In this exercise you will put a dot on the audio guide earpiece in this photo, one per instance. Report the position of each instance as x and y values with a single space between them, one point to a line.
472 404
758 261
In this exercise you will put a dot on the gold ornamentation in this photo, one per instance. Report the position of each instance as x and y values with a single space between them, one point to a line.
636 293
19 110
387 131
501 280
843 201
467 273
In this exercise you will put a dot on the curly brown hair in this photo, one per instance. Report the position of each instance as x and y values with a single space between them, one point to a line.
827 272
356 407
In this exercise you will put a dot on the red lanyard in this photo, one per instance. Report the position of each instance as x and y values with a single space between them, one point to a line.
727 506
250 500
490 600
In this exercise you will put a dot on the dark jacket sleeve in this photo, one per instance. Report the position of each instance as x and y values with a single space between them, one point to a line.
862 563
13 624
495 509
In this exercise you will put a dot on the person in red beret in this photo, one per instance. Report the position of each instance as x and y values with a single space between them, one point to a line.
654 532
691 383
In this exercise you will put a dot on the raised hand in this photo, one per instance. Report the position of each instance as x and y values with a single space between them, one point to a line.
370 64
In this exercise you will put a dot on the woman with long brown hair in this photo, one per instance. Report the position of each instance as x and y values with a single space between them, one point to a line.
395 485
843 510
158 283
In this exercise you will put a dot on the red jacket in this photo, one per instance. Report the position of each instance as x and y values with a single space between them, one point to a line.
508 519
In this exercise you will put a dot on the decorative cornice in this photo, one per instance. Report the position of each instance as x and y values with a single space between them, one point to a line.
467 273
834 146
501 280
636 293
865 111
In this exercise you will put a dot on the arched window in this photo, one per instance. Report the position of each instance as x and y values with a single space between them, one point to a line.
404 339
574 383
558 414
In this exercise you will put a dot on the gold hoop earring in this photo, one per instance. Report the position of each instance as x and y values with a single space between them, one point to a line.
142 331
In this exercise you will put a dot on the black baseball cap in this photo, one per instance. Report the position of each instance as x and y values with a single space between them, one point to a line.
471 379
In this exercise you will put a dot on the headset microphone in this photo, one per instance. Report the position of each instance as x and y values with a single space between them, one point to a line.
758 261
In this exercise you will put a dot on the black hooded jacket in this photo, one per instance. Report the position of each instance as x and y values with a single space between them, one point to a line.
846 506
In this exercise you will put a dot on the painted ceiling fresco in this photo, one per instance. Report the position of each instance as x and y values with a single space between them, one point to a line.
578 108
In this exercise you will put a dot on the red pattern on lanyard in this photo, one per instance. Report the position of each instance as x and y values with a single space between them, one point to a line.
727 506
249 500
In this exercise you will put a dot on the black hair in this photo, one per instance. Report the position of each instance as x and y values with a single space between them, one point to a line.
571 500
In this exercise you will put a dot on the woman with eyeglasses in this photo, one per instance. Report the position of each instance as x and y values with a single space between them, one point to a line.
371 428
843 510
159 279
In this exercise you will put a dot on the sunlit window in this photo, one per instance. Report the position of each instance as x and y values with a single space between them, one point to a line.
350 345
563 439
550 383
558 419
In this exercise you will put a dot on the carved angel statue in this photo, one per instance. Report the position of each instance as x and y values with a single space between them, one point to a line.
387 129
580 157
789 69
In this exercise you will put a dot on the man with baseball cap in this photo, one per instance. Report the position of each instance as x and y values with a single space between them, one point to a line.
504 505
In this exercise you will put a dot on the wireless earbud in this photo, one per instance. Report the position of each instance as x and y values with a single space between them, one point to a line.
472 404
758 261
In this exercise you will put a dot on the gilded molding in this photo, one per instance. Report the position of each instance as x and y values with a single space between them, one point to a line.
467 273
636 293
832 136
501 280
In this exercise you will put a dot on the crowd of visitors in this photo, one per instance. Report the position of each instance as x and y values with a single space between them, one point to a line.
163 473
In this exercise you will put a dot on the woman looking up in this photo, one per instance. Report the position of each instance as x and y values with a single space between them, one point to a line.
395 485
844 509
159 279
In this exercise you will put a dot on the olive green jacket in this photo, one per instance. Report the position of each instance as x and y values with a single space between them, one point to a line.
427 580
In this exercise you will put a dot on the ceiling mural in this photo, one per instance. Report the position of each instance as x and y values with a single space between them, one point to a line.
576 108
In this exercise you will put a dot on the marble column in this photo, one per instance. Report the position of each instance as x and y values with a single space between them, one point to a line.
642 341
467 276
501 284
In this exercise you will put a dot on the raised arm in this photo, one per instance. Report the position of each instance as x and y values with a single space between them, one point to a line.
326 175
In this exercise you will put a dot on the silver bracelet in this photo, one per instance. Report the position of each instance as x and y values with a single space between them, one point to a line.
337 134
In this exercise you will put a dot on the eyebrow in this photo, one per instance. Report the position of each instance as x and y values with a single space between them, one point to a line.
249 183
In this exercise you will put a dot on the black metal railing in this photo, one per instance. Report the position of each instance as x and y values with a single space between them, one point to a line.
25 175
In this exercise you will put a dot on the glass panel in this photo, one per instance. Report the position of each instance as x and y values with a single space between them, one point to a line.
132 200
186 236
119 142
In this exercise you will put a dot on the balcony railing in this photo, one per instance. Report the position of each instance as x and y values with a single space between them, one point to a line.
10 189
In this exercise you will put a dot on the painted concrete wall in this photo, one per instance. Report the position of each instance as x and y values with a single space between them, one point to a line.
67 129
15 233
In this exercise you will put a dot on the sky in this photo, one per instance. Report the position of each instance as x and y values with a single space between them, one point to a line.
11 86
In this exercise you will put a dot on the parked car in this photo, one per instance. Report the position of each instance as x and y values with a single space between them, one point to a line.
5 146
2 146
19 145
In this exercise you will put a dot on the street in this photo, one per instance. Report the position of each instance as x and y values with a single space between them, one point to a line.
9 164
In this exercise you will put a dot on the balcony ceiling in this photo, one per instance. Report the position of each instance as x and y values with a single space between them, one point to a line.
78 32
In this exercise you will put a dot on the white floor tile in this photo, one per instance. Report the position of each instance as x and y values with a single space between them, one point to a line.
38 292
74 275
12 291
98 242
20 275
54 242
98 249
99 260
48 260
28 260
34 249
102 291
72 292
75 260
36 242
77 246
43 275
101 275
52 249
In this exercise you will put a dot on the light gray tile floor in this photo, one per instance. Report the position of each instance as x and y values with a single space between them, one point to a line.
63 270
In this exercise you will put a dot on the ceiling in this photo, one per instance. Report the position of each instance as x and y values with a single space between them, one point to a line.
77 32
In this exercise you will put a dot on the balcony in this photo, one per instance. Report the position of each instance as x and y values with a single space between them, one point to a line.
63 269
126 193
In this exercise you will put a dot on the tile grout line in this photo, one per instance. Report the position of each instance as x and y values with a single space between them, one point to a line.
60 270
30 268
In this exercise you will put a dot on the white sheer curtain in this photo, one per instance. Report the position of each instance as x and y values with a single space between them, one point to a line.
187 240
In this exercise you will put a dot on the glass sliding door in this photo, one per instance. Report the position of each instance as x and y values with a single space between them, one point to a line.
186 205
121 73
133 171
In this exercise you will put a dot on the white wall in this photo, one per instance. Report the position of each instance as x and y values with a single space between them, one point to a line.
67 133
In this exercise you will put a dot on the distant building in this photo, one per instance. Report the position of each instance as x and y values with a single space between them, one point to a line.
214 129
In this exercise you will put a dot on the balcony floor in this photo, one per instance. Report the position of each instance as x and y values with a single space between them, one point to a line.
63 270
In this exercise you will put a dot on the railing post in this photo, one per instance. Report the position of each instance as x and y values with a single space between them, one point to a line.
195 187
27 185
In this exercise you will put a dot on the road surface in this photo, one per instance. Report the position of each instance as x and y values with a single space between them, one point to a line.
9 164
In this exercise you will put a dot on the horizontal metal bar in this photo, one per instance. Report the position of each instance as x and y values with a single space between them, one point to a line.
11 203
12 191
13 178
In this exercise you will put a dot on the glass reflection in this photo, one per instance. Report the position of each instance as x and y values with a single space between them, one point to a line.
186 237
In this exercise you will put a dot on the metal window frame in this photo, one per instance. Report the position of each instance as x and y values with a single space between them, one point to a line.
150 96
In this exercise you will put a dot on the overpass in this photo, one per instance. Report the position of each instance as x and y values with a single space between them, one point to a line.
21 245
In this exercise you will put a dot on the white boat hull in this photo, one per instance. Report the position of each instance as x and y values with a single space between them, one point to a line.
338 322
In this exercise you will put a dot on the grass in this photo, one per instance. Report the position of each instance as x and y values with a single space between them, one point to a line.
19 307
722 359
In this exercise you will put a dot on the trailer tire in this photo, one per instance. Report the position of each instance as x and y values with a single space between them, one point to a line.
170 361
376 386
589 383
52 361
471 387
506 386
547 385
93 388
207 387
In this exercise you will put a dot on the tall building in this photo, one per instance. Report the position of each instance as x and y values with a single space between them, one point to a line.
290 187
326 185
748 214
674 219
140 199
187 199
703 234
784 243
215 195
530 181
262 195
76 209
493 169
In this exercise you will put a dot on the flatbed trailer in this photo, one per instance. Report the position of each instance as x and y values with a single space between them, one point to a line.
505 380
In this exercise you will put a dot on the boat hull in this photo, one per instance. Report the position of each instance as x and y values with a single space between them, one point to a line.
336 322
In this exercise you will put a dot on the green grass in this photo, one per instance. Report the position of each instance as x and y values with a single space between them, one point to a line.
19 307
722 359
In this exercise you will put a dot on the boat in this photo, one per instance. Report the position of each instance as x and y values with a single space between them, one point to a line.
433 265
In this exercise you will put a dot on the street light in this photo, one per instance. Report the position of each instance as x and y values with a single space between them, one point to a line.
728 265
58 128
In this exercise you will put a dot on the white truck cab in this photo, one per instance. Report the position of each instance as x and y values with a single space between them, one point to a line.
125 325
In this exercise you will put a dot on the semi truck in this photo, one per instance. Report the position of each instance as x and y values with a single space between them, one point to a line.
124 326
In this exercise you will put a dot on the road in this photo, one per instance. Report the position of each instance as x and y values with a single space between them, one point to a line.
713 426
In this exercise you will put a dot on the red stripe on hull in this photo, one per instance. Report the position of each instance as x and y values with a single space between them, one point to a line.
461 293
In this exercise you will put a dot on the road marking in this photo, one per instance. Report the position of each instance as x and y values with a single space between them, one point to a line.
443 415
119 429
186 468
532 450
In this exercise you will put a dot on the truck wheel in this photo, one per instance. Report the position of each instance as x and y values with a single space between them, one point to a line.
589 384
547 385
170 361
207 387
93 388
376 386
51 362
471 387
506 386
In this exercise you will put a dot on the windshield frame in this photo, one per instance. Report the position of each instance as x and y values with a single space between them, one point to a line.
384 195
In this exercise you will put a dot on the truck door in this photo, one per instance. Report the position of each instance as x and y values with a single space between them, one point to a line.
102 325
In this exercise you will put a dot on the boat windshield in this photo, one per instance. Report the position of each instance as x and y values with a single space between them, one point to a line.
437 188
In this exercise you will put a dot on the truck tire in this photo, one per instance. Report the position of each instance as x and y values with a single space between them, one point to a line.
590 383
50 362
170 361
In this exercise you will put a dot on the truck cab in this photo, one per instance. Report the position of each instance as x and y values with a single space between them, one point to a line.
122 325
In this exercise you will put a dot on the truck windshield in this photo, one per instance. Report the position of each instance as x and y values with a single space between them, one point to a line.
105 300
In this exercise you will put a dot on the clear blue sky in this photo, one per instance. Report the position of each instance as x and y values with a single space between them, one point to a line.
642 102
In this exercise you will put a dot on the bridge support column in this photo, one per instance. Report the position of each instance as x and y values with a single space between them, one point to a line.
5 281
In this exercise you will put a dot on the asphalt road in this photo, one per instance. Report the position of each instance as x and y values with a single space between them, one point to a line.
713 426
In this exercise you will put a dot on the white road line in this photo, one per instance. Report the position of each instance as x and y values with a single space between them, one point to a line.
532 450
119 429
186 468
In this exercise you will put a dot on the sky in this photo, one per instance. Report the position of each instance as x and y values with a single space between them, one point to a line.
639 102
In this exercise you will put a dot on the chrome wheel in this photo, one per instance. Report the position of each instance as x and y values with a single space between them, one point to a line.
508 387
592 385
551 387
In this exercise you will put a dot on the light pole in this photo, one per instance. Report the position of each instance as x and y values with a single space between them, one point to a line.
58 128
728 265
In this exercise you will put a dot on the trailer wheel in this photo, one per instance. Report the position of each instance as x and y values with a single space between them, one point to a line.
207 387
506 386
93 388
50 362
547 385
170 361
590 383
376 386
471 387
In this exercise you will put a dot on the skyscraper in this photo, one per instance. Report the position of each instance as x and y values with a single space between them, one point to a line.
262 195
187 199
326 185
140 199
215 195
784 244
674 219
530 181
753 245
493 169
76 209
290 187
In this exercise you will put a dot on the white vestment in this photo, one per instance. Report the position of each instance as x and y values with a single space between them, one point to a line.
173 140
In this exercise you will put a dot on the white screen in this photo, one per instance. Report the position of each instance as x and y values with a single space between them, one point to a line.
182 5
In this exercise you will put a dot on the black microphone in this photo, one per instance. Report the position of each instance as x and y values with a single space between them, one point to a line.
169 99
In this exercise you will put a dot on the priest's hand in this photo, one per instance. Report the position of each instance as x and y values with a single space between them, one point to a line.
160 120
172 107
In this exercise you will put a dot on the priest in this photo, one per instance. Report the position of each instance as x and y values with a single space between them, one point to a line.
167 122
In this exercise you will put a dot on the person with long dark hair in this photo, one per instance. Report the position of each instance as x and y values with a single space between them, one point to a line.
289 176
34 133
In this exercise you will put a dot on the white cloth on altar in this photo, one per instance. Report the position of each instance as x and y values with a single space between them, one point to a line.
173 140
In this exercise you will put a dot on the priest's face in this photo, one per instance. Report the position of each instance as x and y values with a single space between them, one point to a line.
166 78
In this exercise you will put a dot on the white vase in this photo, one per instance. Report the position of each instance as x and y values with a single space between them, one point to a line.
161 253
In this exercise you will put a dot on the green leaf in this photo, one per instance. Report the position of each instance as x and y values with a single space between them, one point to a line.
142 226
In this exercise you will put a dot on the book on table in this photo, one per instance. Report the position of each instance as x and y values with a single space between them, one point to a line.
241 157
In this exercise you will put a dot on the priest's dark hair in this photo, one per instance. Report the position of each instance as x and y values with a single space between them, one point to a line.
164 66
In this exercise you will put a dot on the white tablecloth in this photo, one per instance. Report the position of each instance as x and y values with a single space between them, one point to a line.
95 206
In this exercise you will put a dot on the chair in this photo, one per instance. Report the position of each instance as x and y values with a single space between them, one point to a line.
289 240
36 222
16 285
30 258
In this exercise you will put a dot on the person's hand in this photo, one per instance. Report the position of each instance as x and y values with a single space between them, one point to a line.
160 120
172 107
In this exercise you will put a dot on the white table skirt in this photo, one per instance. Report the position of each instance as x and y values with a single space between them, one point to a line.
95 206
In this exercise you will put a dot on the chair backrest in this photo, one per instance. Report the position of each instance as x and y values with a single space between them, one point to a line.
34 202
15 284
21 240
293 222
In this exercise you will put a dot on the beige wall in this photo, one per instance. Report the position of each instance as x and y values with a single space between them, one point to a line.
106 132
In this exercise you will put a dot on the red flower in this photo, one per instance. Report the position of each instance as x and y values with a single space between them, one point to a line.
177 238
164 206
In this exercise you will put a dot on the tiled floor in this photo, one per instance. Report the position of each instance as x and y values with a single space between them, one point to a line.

YOUR INSTRUCTIONS – Begin with the line that contains "In this exercise you will put a dot on the beige" and quote each line after it exactly, stopping after the last line of the data.

RESULT OF THIS EXERCISE –
In this exercise you will put a dot on the beige wall in this photo, one per instance. Report the position of each instance as x and y values with a single space between them, one point to a line.
106 132
In this exercise you will put a dot on the red flower in this photo, one per instance. Report the position of each instance as x and y values with a single space between them, one point to a line.
177 238
164 206
In this exercise you will put a dot on the tiled floor in this photo, one per instance. Report the position of each instance as x and y values with a single space between them, one point to a line.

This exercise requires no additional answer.